_ASSIGNED TASK_
The records below must be reproduced in full and without error.

Records contained in a dataset:
- Opening Delimiter -

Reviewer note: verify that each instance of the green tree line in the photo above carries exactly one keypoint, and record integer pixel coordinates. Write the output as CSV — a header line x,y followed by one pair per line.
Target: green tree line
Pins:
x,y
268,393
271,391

- Closing Delimiter -

_WORKED SOLUTION_
Reviewer note: verify that each instance of the green tree line in the photo above carries exactly one keypoint, and record integer pixel coordinates. Write the output as CSV — a header line x,y followed by one pair per line.
Target: green tree line
Pins:
x,y
268,393
271,391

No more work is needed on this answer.